ESTRATTO SELEZIONATO:
Sentenza di Cassazione Civile Sez. 5 Num. 18330 Anno 2025
Civile Sent. Sez. 5 Num. 18330 Anno 2025
Presidente: COGNOME
Relatore: COGNOME
Data pubblicazione: 04/07/2025
Oggetto: Art. 57 D.Lgs. 546/1992 – Divieto dei nova – Motivazione parvente
SENTENZA
sul ricorso iscritto al n. 25243/2016 R.G. proposto da RAGIONE_SOCIALE, in persona del Direttore pro tempore , con sede in Roma, INDIRIZZO, domiciliata in Roma alla INDIRIZZO presso l’Avvocatura generale dello Stato dalla quale è rappresentata e difesa ope legis ;
– ricorrente –
contro
RAGIONE_SOCIALE in persona del legale rappresentante pro tempore , NOME COGNOME e NOME COGNOME, rappresentati e difesi, in virtù di procure speciali in calce al controricorso, dall’Avv. NOME COGNOME e dall’Avv. NOME COGNOME, con domicilio eletto in Roma, INDIRIZZO presso lo studio dei difensori;
–
contro
ricorrente
–
avverso la sentenza della Commissione tributaria regionale del l’Abruzzo, Sezione Staccata di Pescara, n. 470/06/2016, depositata il 6 maggio 2016.
Udita la relazione svolta nella pubblica udienza del 3 giugno 2025 dal Consigliere NOME COGNOME.
Udito il Pubblico Ministero, in persona del Sostituto Procuratore generale NOME COGNOME che ha concluso chiedendo il rigetto del ricorso;
uditi per la ricorrente l’Avv. dello Stato NOME COGNOME e per i controricorrenti l’ Avv. NOME COGNOME.

MATERIALE ESTRATTO:
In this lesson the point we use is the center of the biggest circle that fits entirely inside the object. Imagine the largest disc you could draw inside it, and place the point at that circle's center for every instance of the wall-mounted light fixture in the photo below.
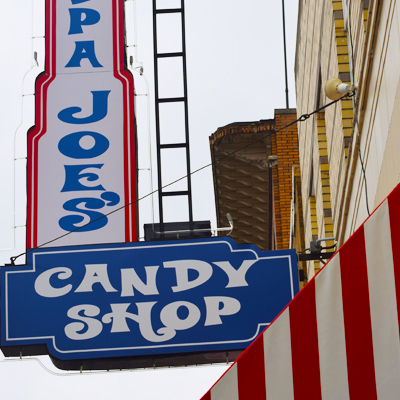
(335, 88)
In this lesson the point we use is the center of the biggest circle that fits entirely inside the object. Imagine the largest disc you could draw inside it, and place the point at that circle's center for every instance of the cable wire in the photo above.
(355, 114)
(302, 118)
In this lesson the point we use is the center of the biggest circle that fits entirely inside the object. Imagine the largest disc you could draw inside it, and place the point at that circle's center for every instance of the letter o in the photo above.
(169, 315)
(71, 147)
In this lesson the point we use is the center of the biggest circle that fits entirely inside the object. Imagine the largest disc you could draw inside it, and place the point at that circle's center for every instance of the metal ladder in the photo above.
(162, 147)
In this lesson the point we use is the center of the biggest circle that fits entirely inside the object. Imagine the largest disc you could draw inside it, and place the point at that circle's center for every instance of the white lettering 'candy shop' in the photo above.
(88, 322)
(89, 327)
(98, 274)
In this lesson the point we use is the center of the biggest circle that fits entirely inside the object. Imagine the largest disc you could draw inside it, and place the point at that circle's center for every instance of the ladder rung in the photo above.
(171, 100)
(178, 193)
(168, 11)
(165, 55)
(173, 145)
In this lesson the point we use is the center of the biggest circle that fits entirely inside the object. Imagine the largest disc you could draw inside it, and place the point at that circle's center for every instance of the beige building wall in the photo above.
(357, 41)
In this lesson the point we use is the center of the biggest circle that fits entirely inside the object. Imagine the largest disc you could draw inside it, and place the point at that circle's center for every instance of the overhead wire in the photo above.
(355, 114)
(302, 118)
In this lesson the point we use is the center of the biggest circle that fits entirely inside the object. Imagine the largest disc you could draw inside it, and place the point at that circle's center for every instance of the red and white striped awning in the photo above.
(339, 337)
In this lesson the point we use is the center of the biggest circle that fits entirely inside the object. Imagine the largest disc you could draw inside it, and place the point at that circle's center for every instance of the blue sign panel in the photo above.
(145, 298)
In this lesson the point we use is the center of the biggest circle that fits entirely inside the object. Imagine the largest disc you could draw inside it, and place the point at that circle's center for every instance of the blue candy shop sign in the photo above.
(145, 298)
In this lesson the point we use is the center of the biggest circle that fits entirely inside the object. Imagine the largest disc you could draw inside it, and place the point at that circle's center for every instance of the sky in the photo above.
(235, 69)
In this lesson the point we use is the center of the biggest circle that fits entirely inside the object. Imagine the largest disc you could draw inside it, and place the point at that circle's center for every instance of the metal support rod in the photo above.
(284, 53)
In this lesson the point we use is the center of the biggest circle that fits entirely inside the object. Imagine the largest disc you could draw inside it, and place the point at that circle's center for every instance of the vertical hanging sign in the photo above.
(81, 151)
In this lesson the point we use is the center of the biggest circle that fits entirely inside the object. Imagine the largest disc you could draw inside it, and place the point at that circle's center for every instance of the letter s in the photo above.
(94, 326)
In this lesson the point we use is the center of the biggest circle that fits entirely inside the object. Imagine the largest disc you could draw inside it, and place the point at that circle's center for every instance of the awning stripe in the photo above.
(357, 319)
(278, 359)
(251, 372)
(331, 339)
(226, 388)
(383, 302)
(304, 338)
(339, 338)
(394, 216)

COMPITI DA SVOLGERE:
[1] Trascrivi dalla sentenza tutto il testo che va da "Udita la relazione" giù fino a "Avv. NOME COGNOME.".
[2] Estrai dall'elenco ogni riga in cui compare la parola "awning".

RISPOSTE CORRETTE:
[1]
Udita la relazione svolta nella pubblica udienza del 3 giugno 2025 dal Consigliere NOME COGNOME.
Udito il Pubblico Ministero, in persona del Sostituto Procuratore generale NOME COGNOME che ha concluso chiedendo il rigetto del ricorso;
uditi per la ricorrente l’Avv. dello Stato NOME COGNOME e per i controricorrenti l’ Avv. NOME COGNOME.

[2]
In this lesson the point we use is the center of the biggest circle that fits entirely inside the object. Imagine the largest disc you could draw inside it, and place the point at that circle's center for every instance of the red and white striped awning in the photo above.
In this lesson the point we use is the center of the biggest circle that fits entirely inside the object. Imagine the largest disc you could draw inside it, and place the point at that circle's center for every instance of the awning stripe in the photo above.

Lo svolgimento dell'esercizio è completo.